__PASSAGE TO READ__.
● ● ● ●
A 24-year-old woman, pregnant with a fetus at 22 weeks gestational age, came to the OB triage area with abdominal pain, nausea, and vomiting. She described a sharp pain that began the night before, starting at the umbilicus and radiating toward her right side; she rated it 7 out of 10.

The patient said there had been no contractions, vaginal bleeding or fluid leaking, or dysuria. She reported having GERD at times. She experienced chills the day before, but no fever. She had similar pain 1 month before that resolved spontaneously, and for which a cause was never determined. She had nothing significant in her medical history; family history was noncontributory.

On examination, she was afebrile, normotensive, and in no apparent distress. Her heart and lungs were normal. Her abdomen was soft and gravid with a fundal height of 22 cm. Bowel sounds were present in all 4 quadrants. Fetal heart tones were normal, and there was no indication of contractions. Her abdomen was diffusely tender, with significant tenderness to deep palpation in the right upper quadrant at first. There was no rebound or guarding. The psoas sign was negative. The obturator sign was positive, with increased pain 4 out of 10 in the right lower quadrant. There were no abdominal masses. Digital rectal examination revealed no rectal masses, and a guaiac stool test result was negative. A few hours later, the tenderness seemed to move toward the right lower quadrant {FIGURES 1 AND 2).


* What is the most likely diagnosis?

* How do the ultrasound images help you make the diagnosis?

* Differential diagnosis

The differential diagnosis of abdominal pain in a gravid patient includes placental abruption, cholecystitis, pancreatitis, appendicitis, intussusception, pyelonephritis, round ligament syndrome, hydronephrosis, ovarian torsion, uterine fibroid degeneration, ovarian cysts or tumors, intra-abdominal and rectus muscle abscesses, and Crohn's disease with diffuse peritoneal inflammation. Given the location of the pain and the lack of vaginal bleeding, the most likely diagnoses are cholecystitis and appendicitis.

* Making the diagnosis

We performed several laboratory analyses, including a complete blood count, chemistry panel (including electrolytes and liver function studies), amylase, lipase, and a urinalysis. The test results were all normal. She had a white blood cell count of 15,000/[micro]L, which can be normal in pregnancy. The initial evaluating physician had obtained a right upper quadrant ultrasound, which showed no gallstones or bilateral hydronephrosis; unfortunately, no attempt was made to visualize the right lower quadrant or appendix at that time.

In light of the physical exam findings and the absence of gallstones, the patient was admitted to rule out appendicitis. The surgery team at the university hospital was consulted. They requested a computed tomography (CT) scan of the abdomen with and without contrast. To avoid the risk of radiation to the fetus, the family medicine team spoke with Radiology to obtain another ultrasound.

The ultrasound showed an enlarged and inflamed appendix with a transverse diameter of 13 mm (normal is <6 mm) (FIGURES 3 AND 4). (1) A graded compression technique was used to assess the appendix. This involves using pressure of the ultrasound probe starting above the area of tenderness and working toward the tender area while scanning for the appendix. This showed obvious peristalsis in the cecum and no movement within the appendix, indicating obstruction or inflammation.
● ● ● ●
(Image-backed grounding data)
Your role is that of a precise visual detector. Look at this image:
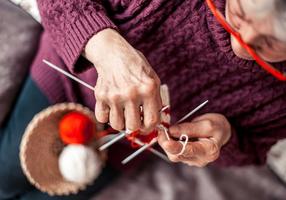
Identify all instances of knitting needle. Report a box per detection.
[99,105,170,151]
[133,138,170,162]
[43,59,169,161]
[121,100,208,164]
[175,100,209,124]
[99,131,128,151]
[121,139,157,165]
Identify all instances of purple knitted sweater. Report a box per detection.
[32,0,286,165]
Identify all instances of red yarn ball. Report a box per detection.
[59,112,96,144]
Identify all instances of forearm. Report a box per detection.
[38,0,116,71]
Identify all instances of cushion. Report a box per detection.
[0,0,42,125]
● ● ● ●
__PROBLEM SET__.
1. According to the case report on abdominal pain in pregnancy, why did the family medicine team ask Radiology for another ultrasound rather than the CT scan the surgery team requested?
2. List every laboratory analysis the case report says was performed on the patient.
3. Answer from the case report:
(a) What fundal height was measured on examination?
(b) What transverse diameter did the ultrasound show for the appendix?
(c) What was the patient's white blood cell count?

__EXERCISE RESPONSES__.
1. They wanted to avoid exposing the fetus to radiation, which a CT scan of the abdomen would carry. Another ultrasound let them evaluate for appendicitis without that risk.

2.
- Complete blood count
- Chemistry panel (including electrolytes and liver function studies)
- Amylase
- Lipase
- Urinalysis

3.
(a) 22 cm
(b) 13 mm (normal is less than 6 mm)
(c) 15,000 per microliter